-------- ENTRIES SHOWN

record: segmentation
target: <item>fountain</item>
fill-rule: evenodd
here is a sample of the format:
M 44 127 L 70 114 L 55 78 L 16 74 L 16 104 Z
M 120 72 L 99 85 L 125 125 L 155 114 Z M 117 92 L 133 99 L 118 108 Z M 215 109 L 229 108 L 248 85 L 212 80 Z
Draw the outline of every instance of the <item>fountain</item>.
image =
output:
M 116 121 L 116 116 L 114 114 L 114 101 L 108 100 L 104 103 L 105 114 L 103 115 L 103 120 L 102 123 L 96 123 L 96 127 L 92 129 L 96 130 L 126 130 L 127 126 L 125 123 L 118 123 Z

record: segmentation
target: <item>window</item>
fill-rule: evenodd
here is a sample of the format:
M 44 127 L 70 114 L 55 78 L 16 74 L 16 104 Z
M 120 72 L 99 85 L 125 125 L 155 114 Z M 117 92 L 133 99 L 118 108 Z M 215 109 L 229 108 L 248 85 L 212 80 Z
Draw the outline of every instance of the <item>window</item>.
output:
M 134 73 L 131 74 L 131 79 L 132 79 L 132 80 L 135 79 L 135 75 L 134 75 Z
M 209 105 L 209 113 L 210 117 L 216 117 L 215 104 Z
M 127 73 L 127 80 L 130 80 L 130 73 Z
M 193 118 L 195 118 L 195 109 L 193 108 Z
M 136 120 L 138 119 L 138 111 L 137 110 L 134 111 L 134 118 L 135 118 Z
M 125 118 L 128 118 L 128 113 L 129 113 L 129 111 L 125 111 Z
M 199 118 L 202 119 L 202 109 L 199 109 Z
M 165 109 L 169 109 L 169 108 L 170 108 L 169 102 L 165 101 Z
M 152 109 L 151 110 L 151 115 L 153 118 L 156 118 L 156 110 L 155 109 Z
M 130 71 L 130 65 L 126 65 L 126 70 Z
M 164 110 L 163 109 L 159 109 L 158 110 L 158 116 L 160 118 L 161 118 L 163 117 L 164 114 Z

----------------

Convert the listing above into a JSON array of strings, one string per line, and leave out the blank lines.

TASK SOLUTION
[
  "record: segmentation",
  "target: <item>fountain</item>",
  "fill-rule: evenodd",
  "here is a sample of the format:",
  "M 44 127 L 70 114 L 55 78 L 16 74 L 16 104 Z",
  "M 120 72 L 99 85 L 125 125 L 155 114 Z M 117 92 L 133 99 L 118 108 Z M 215 109 L 229 108 L 248 85 L 212 80 Z",
  "Draw the outline of every instance of the <item>fountain</item>.",
  "image =",
  "output:",
  "M 116 121 L 116 116 L 114 114 L 114 101 L 108 100 L 104 103 L 105 114 L 103 115 L 103 120 L 102 123 L 96 123 L 96 127 L 92 129 L 96 130 L 126 130 L 127 126 L 125 123 L 118 123 Z",
  "record: segmentation",
  "target: <item>window</item>",
  "fill-rule: evenodd",
  "here is a sample of the format:",
  "M 44 127 L 70 114 L 55 78 L 16 74 L 16 104 Z",
  "M 120 72 L 99 85 L 125 125 L 155 114 Z M 117 92 L 133 99 L 118 108 Z M 215 109 L 229 108 L 248 85 L 212 80 Z",
  "Draw the outline of every instance of the <item>window</item>.",
  "output:",
  "M 134 73 L 131 74 L 131 79 L 132 79 L 132 80 L 135 79 L 135 75 L 134 75 Z",
  "M 209 105 L 209 113 L 210 117 L 216 117 L 215 104 Z",
  "M 127 73 L 127 80 L 130 80 L 130 73 Z",
  "M 193 118 L 195 118 L 195 109 L 193 108 Z",
  "M 136 120 L 138 119 L 138 111 L 137 110 L 134 111 L 134 118 L 135 118 Z",
  "M 125 118 L 128 118 L 128 113 L 129 113 L 129 111 L 125 111 Z",
  "M 199 118 L 202 119 L 202 109 L 199 109 Z",
  "M 165 109 L 169 109 L 169 108 L 170 108 L 169 102 L 165 101 Z",
  "M 152 109 L 151 110 L 151 115 L 153 118 L 156 118 L 156 110 L 155 109 Z",
  "M 130 71 L 130 65 L 126 65 L 126 70 Z",
  "M 164 110 L 163 109 L 159 109 L 158 110 L 158 116 L 160 118 L 161 118 L 163 117 L 164 114 Z"
]